● **Task objective**
Copy every line of the items below word for word, leaving out the pictures.

---------------

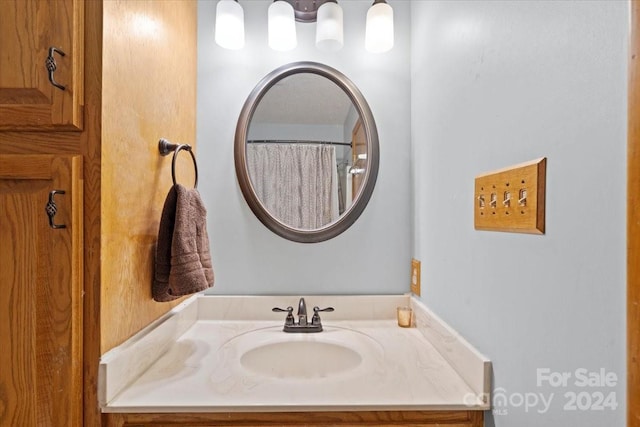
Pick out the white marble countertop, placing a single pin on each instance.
(198, 369)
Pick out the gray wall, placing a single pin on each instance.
(495, 84)
(373, 255)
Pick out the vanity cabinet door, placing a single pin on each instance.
(40, 291)
(28, 31)
(300, 419)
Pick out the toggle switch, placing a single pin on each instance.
(526, 214)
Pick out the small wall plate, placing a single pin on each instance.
(512, 199)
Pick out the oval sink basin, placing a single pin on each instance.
(328, 355)
(300, 359)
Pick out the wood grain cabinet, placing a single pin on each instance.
(300, 419)
(29, 29)
(40, 291)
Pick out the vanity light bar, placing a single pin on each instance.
(282, 15)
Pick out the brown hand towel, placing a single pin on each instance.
(183, 260)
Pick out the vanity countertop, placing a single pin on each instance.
(188, 361)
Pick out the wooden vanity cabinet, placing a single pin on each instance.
(28, 31)
(40, 290)
(315, 419)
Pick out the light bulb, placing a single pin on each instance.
(329, 33)
(282, 26)
(229, 32)
(379, 30)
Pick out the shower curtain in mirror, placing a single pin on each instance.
(297, 183)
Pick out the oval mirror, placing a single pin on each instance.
(306, 152)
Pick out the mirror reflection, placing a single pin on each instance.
(306, 151)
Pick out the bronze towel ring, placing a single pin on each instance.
(167, 147)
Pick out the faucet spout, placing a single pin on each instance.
(302, 312)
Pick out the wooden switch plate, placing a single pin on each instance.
(512, 199)
(415, 276)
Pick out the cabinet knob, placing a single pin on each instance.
(52, 66)
(52, 209)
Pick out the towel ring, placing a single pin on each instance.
(165, 147)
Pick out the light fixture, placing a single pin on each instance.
(329, 32)
(229, 32)
(379, 30)
(282, 26)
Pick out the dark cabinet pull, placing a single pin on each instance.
(51, 66)
(52, 209)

---------------

● **Finished answer**
Pick out the white marble countertop, placing a single pin on each instance.
(198, 369)
Pick out the gray wall, placing a single pin on each instance.
(495, 84)
(373, 255)
Pick out the vanity cabinet door, placing a single pin on each instance.
(40, 291)
(28, 31)
(300, 419)
Pick out the toggle switch, placing a single pin on each instance.
(526, 214)
Pick out the small wall plate, placing a single pin on each instance.
(512, 199)
Pick out the oval sink basin, placing a single pin on each instance.
(328, 355)
(300, 359)
Pick out the wood grain cabinet, placing a single pin on each instance.
(300, 419)
(29, 29)
(40, 291)
Pick out the vanity light bar, placing a single pin on each instance.
(282, 15)
Pick out the brown hand towel, placing a single pin on each instance.
(183, 260)
Pick out the vanity countertop, placing a single pin on each instance.
(188, 361)
Pick out the wooden vanity cabinet, placing a single pin on each instance.
(28, 31)
(40, 290)
(315, 419)
Pick out the light bulb, placing a single pin on each instance.
(329, 33)
(282, 26)
(229, 32)
(379, 30)
Pick out the shower curtain in mirror, placing a single pin on each instance.
(297, 183)
Pick out the oval mirror, placing a single pin on each instance.
(306, 152)
Pick out the mirror reflection, placing a single pin on each instance.
(306, 151)
Pick out the bronze towel ring, placing a single pin on each instance.
(167, 147)
Pick out the faucet spout, placing a single pin on each instance.
(302, 312)
Pick out the wooden switch plate, placing a single pin on each instance.
(512, 199)
(415, 276)
Pick out the cabinet knob, placing a single pin on each instance.
(52, 66)
(52, 209)
Pick out the towel ring, placing a single pin on each instance.
(165, 147)
Pick out the light fixture, placing a single pin on each instance.
(329, 32)
(229, 32)
(379, 30)
(282, 26)
Pick out the dark cabinet pull, placing a single pin on each instance.
(51, 66)
(52, 209)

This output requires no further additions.